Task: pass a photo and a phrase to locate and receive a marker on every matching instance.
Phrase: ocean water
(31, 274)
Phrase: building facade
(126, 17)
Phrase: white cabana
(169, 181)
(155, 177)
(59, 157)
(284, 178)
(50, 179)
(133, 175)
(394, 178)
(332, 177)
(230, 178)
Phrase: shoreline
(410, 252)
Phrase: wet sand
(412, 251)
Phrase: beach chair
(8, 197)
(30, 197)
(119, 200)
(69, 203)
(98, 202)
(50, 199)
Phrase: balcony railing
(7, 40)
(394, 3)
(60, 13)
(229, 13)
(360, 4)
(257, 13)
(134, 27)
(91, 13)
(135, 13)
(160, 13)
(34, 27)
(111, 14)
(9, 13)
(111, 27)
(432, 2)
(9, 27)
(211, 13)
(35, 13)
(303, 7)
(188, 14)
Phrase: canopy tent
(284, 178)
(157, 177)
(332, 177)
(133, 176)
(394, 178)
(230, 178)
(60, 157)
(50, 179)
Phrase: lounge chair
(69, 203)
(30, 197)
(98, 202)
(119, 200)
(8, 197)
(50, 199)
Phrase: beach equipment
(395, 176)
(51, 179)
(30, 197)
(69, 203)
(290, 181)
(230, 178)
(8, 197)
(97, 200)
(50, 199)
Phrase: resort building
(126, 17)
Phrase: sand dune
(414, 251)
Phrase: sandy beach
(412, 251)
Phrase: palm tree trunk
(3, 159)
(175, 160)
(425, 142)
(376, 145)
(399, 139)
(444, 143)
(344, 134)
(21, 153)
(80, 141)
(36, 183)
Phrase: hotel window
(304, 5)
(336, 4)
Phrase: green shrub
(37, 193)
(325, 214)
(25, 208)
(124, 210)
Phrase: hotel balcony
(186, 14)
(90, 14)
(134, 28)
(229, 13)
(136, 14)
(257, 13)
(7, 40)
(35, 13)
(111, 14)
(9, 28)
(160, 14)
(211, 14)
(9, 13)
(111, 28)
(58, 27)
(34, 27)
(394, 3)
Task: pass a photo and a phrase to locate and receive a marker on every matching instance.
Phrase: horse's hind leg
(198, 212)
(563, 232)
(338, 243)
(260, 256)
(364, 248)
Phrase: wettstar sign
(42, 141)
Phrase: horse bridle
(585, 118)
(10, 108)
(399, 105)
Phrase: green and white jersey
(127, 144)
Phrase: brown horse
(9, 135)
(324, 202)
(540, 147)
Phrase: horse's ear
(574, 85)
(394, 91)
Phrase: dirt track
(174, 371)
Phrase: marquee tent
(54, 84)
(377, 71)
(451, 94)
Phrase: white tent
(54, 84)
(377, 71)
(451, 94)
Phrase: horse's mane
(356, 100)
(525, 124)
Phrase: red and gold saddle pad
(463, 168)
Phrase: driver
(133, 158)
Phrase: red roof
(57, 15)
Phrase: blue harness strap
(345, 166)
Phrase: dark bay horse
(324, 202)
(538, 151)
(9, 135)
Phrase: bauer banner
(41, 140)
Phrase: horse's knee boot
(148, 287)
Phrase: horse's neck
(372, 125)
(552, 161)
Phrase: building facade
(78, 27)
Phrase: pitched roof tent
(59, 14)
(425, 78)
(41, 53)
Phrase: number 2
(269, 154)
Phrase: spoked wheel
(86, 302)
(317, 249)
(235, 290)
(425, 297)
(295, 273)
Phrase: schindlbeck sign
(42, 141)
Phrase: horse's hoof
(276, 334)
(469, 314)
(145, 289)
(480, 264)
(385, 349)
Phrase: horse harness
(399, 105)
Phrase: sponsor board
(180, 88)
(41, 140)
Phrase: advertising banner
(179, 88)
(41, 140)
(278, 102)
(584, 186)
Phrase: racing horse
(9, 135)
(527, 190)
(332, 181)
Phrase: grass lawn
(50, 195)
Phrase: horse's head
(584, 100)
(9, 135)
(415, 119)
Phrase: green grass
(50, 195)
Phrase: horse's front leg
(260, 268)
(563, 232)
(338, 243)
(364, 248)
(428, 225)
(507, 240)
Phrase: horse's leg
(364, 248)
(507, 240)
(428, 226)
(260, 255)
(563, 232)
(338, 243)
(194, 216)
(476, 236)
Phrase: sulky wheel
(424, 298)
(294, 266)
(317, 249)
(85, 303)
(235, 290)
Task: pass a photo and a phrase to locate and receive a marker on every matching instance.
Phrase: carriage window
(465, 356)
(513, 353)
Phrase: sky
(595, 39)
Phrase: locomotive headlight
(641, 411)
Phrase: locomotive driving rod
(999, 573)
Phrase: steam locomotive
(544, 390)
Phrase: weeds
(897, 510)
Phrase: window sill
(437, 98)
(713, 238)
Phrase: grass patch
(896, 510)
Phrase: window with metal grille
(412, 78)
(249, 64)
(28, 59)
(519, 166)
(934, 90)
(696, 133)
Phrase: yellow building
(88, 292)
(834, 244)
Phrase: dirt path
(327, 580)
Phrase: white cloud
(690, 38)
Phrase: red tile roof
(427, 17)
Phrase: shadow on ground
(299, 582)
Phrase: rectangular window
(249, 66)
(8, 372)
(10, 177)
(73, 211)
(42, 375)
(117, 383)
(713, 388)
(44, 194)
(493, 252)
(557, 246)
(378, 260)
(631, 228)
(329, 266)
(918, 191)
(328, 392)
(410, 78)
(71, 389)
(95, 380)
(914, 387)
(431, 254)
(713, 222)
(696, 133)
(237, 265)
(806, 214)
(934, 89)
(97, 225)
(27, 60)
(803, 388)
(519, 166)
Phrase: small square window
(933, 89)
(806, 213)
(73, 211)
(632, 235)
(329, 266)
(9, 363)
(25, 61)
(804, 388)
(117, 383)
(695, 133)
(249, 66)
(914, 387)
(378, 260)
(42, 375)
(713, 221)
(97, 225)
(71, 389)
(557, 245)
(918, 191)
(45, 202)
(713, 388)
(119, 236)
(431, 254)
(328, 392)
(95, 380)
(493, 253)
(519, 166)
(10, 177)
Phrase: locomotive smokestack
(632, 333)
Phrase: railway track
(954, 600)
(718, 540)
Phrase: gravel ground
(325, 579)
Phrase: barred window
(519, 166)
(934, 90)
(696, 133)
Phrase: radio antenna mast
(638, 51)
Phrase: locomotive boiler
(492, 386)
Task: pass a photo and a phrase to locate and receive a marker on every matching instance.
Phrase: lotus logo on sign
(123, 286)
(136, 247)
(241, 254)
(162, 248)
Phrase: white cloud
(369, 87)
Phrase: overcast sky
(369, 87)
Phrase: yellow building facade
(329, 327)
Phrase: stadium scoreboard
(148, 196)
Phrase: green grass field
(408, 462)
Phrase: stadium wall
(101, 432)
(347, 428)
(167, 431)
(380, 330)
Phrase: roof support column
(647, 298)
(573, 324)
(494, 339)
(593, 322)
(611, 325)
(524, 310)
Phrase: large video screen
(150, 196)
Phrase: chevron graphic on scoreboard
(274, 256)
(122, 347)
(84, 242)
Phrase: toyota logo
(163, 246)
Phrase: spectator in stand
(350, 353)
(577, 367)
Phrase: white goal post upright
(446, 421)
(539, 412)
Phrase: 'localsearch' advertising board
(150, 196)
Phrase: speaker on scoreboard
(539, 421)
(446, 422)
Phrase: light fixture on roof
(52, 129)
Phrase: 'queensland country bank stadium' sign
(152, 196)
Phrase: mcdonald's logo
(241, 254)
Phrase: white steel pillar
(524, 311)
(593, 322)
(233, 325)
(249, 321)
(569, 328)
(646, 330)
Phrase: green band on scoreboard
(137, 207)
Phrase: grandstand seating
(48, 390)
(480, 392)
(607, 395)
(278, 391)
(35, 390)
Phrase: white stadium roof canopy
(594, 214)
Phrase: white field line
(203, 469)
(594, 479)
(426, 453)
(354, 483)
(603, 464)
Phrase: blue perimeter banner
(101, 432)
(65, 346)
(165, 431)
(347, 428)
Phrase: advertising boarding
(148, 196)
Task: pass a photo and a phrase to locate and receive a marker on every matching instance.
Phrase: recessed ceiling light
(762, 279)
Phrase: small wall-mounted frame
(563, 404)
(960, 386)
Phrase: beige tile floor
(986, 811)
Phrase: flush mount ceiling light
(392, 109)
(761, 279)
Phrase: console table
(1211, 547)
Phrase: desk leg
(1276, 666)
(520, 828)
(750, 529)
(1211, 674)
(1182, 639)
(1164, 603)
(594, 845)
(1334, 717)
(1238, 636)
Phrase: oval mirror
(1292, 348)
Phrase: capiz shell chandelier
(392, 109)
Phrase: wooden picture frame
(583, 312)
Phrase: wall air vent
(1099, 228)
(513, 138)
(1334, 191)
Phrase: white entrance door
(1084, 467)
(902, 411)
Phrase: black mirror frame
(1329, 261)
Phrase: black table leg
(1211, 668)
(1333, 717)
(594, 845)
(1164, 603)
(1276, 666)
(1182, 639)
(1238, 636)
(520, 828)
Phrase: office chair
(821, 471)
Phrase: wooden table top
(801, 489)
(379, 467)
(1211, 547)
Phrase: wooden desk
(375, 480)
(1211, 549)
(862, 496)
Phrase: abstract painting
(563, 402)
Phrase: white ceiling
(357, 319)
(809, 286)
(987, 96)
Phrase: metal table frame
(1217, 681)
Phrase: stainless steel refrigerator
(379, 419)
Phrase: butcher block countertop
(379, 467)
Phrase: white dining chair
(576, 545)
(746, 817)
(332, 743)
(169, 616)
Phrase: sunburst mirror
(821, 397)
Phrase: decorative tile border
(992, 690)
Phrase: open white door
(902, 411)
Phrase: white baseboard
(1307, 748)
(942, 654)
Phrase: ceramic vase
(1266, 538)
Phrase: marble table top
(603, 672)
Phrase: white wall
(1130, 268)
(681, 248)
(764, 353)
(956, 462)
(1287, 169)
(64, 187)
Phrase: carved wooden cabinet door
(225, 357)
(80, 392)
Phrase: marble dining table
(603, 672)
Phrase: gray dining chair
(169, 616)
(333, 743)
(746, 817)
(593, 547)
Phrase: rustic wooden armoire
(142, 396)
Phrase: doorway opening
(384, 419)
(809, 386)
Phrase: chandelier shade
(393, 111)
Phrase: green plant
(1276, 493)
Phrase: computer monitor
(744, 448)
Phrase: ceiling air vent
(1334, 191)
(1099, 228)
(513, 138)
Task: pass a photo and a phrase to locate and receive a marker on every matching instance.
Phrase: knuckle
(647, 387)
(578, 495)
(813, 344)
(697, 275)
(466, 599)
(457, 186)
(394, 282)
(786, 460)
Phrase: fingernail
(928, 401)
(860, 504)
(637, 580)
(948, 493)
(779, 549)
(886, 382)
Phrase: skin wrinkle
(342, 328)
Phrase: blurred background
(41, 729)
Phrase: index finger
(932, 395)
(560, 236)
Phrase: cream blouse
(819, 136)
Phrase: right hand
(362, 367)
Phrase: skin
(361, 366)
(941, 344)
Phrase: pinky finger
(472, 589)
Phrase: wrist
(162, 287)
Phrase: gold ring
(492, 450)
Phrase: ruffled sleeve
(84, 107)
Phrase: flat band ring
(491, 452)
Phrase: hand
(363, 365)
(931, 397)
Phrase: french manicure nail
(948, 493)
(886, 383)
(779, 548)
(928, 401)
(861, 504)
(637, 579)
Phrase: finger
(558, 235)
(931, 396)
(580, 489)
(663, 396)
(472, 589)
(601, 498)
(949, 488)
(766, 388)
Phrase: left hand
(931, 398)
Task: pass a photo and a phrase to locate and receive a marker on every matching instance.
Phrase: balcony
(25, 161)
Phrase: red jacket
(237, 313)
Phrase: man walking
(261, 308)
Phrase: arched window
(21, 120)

****************************************

_WHAT THIS TASK INVOLVES:_
Your output should be the lines from the one with "Phrase: decorative tile border" through the end of the records above, copied exactly.

_WRITTEN REPLY:_
Phrase: decorative tile border
(992, 690)
Phrase: open white door
(902, 411)
Phrase: white baseboard
(1307, 748)
(942, 654)
Phrase: ceramic vase
(1266, 538)
Phrase: marble table top
(603, 672)
Phrase: white wall
(1130, 268)
(681, 248)
(764, 353)
(956, 462)
(1287, 169)
(64, 187)
Phrase: carved wooden cabinet door
(225, 357)
(80, 392)
Phrase: marble dining table
(603, 672)
Phrase: gray dining chair
(169, 616)
(333, 743)
(746, 817)
(593, 547)
Phrase: rustic wooden armoire
(142, 396)
Phrase: doorway opening
(384, 419)
(809, 386)
Phrase: chandelier shade
(393, 111)
Phrase: green plant
(1276, 493)
Phrase: computer monitor
(744, 448)
Phrase: ceiling air vent
(1334, 191)
(1099, 228)
(513, 138)
Task: pass a photo and a phrase to locate and receive a marker on every matching instance.
Phrase: knuckle
(647, 387)
(578, 495)
(813, 344)
(697, 275)
(466, 599)
(457, 186)
(394, 282)
(786, 460)
Phrase: fingernail
(928, 401)
(860, 504)
(637, 580)
(948, 493)
(779, 549)
(886, 382)
Phrase: skin wrinkle
(342, 328)
Phrase: blurred background
(41, 729)
Phrase: index finger
(932, 395)
(560, 236)
Phrase: cream blouse
(819, 136)
Phrase: right hand
(362, 367)
Phrase: skin
(361, 366)
(941, 344)
Phrase: pinky finger
(472, 589)
Phrase: wrist
(162, 287)
Phrase: gold ring
(492, 450)
Phrase: ruffled sleeve
(84, 107)
Phrase: flat band ring
(491, 452)
Phrase: hand
(363, 365)
(931, 397)
Phrase: french manicure nail
(948, 493)
(886, 383)
(779, 548)
(928, 401)
(861, 504)
(637, 579)
Phrase: finger
(558, 235)
(931, 396)
(580, 489)
(663, 396)
(472, 589)
(601, 498)
(949, 488)
(766, 388)
Phrase: left hand
(931, 398)
Task: pass a photo and a phrase to locate and receive a marker on every matching instance.
Phrase: balcony
(25, 161)
Phrase: red jacket
(237, 313)
Phrase: man walking
(261, 308)
Phrase: arched window
(21, 120)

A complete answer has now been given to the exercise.